Entries taken from a collection
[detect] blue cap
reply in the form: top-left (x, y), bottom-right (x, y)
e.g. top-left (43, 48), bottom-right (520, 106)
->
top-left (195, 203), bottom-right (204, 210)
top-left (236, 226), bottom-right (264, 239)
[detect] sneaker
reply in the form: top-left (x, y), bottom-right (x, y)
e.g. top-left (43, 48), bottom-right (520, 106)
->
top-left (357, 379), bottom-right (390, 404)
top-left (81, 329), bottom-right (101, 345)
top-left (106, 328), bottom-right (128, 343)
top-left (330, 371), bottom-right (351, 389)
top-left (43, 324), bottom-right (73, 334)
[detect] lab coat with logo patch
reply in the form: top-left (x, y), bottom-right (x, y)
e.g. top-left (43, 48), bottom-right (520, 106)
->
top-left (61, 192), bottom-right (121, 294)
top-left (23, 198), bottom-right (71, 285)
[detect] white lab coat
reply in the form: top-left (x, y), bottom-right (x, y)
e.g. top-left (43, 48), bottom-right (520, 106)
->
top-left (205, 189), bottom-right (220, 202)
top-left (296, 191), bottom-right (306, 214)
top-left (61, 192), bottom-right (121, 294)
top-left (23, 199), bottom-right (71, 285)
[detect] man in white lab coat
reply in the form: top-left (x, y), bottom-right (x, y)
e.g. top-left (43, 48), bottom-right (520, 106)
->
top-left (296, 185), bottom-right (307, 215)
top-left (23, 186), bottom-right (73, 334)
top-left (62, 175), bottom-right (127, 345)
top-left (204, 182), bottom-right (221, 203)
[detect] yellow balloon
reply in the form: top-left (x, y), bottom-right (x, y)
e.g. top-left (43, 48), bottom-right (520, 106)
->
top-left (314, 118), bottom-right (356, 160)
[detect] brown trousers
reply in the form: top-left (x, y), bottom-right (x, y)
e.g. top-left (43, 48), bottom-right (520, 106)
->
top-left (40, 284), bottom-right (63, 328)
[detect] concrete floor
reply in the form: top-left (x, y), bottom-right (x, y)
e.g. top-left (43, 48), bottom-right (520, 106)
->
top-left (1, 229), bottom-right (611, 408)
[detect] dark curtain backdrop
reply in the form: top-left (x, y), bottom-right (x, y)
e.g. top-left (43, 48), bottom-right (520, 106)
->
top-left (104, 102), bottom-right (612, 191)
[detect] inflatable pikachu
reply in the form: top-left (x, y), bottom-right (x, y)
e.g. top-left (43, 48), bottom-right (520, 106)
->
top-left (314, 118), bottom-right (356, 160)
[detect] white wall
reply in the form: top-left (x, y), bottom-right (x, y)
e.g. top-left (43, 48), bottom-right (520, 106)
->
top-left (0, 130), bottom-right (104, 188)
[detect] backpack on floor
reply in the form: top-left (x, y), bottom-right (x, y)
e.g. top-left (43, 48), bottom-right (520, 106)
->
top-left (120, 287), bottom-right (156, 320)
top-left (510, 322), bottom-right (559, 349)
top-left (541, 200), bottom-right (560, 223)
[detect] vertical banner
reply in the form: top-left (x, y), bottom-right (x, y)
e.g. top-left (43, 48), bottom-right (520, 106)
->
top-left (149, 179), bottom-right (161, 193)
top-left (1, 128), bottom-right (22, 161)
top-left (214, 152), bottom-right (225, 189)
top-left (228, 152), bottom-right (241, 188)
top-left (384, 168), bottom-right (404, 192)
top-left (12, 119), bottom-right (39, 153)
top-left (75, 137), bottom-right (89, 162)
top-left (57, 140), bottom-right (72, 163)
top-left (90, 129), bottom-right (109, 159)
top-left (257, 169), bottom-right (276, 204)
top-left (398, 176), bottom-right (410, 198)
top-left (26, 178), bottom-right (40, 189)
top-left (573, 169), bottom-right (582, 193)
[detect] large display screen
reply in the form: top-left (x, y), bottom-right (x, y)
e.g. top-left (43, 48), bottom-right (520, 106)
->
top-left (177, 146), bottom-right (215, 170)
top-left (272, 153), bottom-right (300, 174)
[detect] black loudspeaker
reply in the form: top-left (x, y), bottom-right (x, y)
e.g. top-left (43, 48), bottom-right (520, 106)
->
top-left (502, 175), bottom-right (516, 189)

**Task goal**
Repeat the lines above with every word intact.

**Answer space**
[detect] blue cap
reply in the form: top-left (x, y), bottom-right (x, y)
e.g. top-left (43, 48), bottom-right (520, 106)
->
top-left (195, 203), bottom-right (204, 210)
top-left (236, 226), bottom-right (264, 239)
[detect] sneaker
reply in the form: top-left (x, y), bottom-right (x, y)
e.g. top-left (43, 48), bottom-right (520, 106)
->
top-left (357, 379), bottom-right (390, 404)
top-left (81, 329), bottom-right (101, 345)
top-left (106, 328), bottom-right (128, 343)
top-left (330, 371), bottom-right (351, 389)
top-left (43, 324), bottom-right (73, 334)
[detect] lab coat with logo patch
reply in the form: top-left (x, y), bottom-right (x, y)
e.g. top-left (43, 48), bottom-right (520, 106)
->
top-left (61, 192), bottom-right (121, 294)
top-left (23, 198), bottom-right (71, 285)
[detect] white lab coat
reply in the form: top-left (x, y), bottom-right (x, y)
e.g. top-left (43, 48), bottom-right (520, 106)
->
top-left (205, 189), bottom-right (220, 202)
top-left (296, 191), bottom-right (306, 214)
top-left (61, 192), bottom-right (121, 294)
top-left (23, 199), bottom-right (71, 285)
[detect] man in white lab coat
reply in the form: top-left (x, y), bottom-right (x, y)
e.g. top-left (43, 48), bottom-right (520, 106)
->
top-left (296, 185), bottom-right (307, 215)
top-left (23, 186), bottom-right (73, 334)
top-left (62, 175), bottom-right (127, 345)
top-left (204, 182), bottom-right (221, 203)
[detect] yellow balloon
reply in the form: top-left (x, y), bottom-right (x, y)
e.g. top-left (43, 48), bottom-right (520, 106)
->
top-left (314, 118), bottom-right (356, 160)
[detect] brown trousers
reply in the form: top-left (x, y), bottom-right (x, y)
e.g. top-left (43, 48), bottom-right (520, 106)
->
top-left (40, 284), bottom-right (63, 328)
[detect] concrete floor
reply in the form: top-left (x, y), bottom-right (x, y)
e.g. top-left (43, 48), bottom-right (520, 106)
->
top-left (1, 229), bottom-right (611, 408)
[detect] dark curtain backdrop
reply in the form: top-left (x, y), bottom-right (x, y)
e.g. top-left (43, 48), bottom-right (520, 106)
->
top-left (104, 102), bottom-right (612, 191)
[detect] inflatable pikachu
reply in the form: top-left (x, y), bottom-right (x, y)
e.g. top-left (43, 48), bottom-right (520, 106)
->
top-left (314, 118), bottom-right (356, 160)
[detect] white wall
reply in the form: top-left (x, y), bottom-right (x, y)
e.g. top-left (43, 48), bottom-right (520, 106)
->
top-left (0, 130), bottom-right (104, 188)
[detect] backpack on floor
reply in the form: top-left (x, y), bottom-right (x, y)
e.g. top-left (43, 48), bottom-right (520, 106)
->
top-left (120, 287), bottom-right (156, 320)
top-left (510, 322), bottom-right (559, 349)
top-left (541, 200), bottom-right (560, 223)
[detect] vertical banner
reply in the form: top-left (x, y), bottom-right (x, y)
e.g. top-left (43, 48), bottom-right (520, 106)
->
top-left (149, 179), bottom-right (161, 193)
top-left (1, 128), bottom-right (22, 161)
top-left (214, 152), bottom-right (225, 189)
top-left (228, 152), bottom-right (241, 188)
top-left (384, 168), bottom-right (404, 192)
top-left (12, 119), bottom-right (39, 153)
top-left (75, 137), bottom-right (89, 162)
top-left (57, 140), bottom-right (72, 163)
top-left (90, 129), bottom-right (109, 159)
top-left (257, 169), bottom-right (276, 204)
top-left (398, 176), bottom-right (410, 198)
top-left (26, 178), bottom-right (40, 189)
top-left (573, 169), bottom-right (582, 193)
[detect] large display screen
reply in the form: top-left (x, y), bottom-right (x, y)
e.g. top-left (43, 48), bottom-right (520, 106)
->
top-left (177, 146), bottom-right (215, 170)
top-left (272, 153), bottom-right (300, 174)
[detect] black loudspeaker
reply in the form: top-left (x, y), bottom-right (x, y)
e.g. top-left (43, 48), bottom-right (520, 106)
->
top-left (502, 175), bottom-right (516, 189)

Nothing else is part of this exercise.